--- START OF Extract to read ---

An Ideal World Approximator

This is a reflection of myself as an agent and what control I have to better my decision making. It's a little reductionist, but I think it gets a lot of good points across.
From first principles, a rational agent (you) is a being with information intake, an ability to rationally process that information, and the capability to make/execute decisions based on that processing.
Processing
Understanding and analyzing the mechanisms of how we process information seems non-trivial, so a lot of it is probably best left to trust. Ideally, you are a perfectly rational actor capable of making the best possible decision given any input. At best, you can hope that you can rationally compare two decisions.
Interestingly, tied to your ability to process information is some approximation, or model, of the world. There is the way the world actually is, and the way you perceive it. As a purely rational agent, if your approximation of the world matched reality, I suspect that you would be perfectly rational. If you knew everything, would you make any poor decisions?
Your approximation of the world also appears to change based on the information you are given. If you get pinched and it hurts, you'll think that pinching is a thing that hurts.
Additionally, at least for me, this approximation comes to me as an ideal. In my day-to-day life, I don't think twice about whether what I know is inductive, or how misaligned it is from reality: I treat my approximation as truth. I think that is the way the world actually is, until I'm proved otherwise, and that approximation is forced to update.
That being said, I'm not quite sure how to become more rational, but you can change your model of the world by feeding yourself new information. This is a pivotal take. We are beings of approximations that think in ideals. That means our perception of the world is based on a relatively small set of inputs, yet we make decisions on it as if we knew what the world is actually like.

--- END OF Extract to read ---
--- START OF Extracted records ---

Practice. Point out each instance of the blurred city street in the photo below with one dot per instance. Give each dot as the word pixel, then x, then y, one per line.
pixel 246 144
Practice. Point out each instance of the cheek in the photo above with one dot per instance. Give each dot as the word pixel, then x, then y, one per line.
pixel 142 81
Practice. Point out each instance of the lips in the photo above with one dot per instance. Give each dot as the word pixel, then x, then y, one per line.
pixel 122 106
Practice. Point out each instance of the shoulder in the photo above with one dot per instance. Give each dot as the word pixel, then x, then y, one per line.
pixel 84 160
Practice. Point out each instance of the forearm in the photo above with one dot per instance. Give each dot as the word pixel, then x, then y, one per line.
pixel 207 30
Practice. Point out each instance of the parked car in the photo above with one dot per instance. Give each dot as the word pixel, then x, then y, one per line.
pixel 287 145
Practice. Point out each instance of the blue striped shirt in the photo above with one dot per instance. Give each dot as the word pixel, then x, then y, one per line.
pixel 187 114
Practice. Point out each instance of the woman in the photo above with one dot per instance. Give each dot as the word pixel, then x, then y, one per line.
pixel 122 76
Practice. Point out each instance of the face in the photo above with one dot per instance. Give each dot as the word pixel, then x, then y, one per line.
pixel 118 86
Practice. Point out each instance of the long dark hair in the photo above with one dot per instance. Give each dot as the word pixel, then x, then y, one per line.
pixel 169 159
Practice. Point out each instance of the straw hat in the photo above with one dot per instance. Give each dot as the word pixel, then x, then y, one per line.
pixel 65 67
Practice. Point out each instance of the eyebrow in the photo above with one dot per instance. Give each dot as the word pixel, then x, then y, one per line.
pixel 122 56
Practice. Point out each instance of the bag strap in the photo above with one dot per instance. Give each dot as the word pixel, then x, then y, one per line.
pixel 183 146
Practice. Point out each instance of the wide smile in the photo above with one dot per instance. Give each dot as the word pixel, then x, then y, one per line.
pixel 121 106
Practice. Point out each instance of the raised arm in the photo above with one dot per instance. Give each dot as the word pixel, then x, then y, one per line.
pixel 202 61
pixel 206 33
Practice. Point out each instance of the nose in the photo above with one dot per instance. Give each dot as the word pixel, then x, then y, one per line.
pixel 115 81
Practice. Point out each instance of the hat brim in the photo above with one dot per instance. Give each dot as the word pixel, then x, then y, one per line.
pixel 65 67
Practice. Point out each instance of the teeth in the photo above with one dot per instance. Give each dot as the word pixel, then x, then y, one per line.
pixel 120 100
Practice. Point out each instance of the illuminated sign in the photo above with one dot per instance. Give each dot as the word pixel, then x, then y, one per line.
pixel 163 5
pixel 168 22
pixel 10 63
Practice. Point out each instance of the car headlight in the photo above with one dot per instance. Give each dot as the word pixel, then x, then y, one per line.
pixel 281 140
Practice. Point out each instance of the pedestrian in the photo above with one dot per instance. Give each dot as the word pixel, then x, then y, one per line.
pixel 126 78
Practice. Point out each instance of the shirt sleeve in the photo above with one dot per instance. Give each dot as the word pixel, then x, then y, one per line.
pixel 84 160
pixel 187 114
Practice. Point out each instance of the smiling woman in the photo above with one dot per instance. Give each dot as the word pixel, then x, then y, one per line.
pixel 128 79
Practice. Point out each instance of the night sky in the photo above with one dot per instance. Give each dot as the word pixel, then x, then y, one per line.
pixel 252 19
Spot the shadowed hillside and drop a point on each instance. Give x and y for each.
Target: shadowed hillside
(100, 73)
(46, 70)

--- END OF Extracted records ---

Problems and tasks:
(a) In the entries, swap "instance" for "occurrence" throughout the stretch from the line containing "Practice. Point out each instance of the illuminated" through the end of the entries, changing nothing else. Return only that stretch.
(b) Continue the essay about rational agents and their approximations of the world from the point where it stops.

Responses in order:
(a)
Practice. Point out each occurrence of the illuminated sign in the photo above with one dot per occurrence. Give each dot as the word pixel, then x, then y, one per line.
pixel 163 5
pixel 168 22
pixel 10 63
Practice. Point out each occurrence of the car headlight in the photo above with one dot per occurrence. Give each dot as the word pixel, then x, then y, one per line.
pixel 281 140
Practice. Point out each occurrence of the pedestrian in the photo above with one dot per occurrence. Give each dot as the word pixel, then x, then y, one per line.
pixel 126 78
Practice. Point out each occurrence of the shirt sleeve in the photo above with one dot per occurrence. Give each dot as the word pixel, then x, then y, one per line.
pixel 84 160
pixel 187 114
Practice. Point out each occurrence of the smiling woman in the photo above with one dot per occurrence. Give each dot as the word pixel, then x, then y, one per line.
pixel 128 79
Practice. Point out each occurrence of the night sky in the photo above with one dot per occurrence. Give each dot as the word pixel, then x, then y, one per line.
pixel 252 19
Spot the shadowed hillside and drop a point on each occurrence. Give x and y for each.
Target: shadowed hillside
(100, 73)
(46, 70)

(b)
But what about decisions where you know you aren't certain about the result? If you've ever had to face a really tough decision, you might have thought along the lines of "well, if I did x then y would happen ... or if I did z then c or maybe d …". From my internal observation, this seems to be you using diverging approximations that occur after you've recognized you haven't gathered enough information. Notably, you're still thinking in terms of ideals (hypothetical world-views), created from previous information intake, and still making predictions about the world based on them.
In short, it's probably pretty hard to make good decisions if your approximation of the world is shit.
Information Intake & Decisions
Hopefully, you are able-minded so you can trust yourself to make rational decisions and able-bodied enough to execute on them. Indeed, a life without either of these would be difficult — so remember to be grateful!
If you can't execute on some decision, is that really a good decision? What can you do to be able to execute on it in the future?
As mentioned before, a better approximation of the world probably leads to a better choice amongst decisions, and that approximation hinges on the information you absorb. "Garbage in, garbage out".
You can't absorb everything, so be highly selective with what you intake.
This also means the ability to recognize information as garbage is really important!
If you cater your information intake, you can sculpt your world-view. You can force delusions. Careful with this. Don't get one-shotted.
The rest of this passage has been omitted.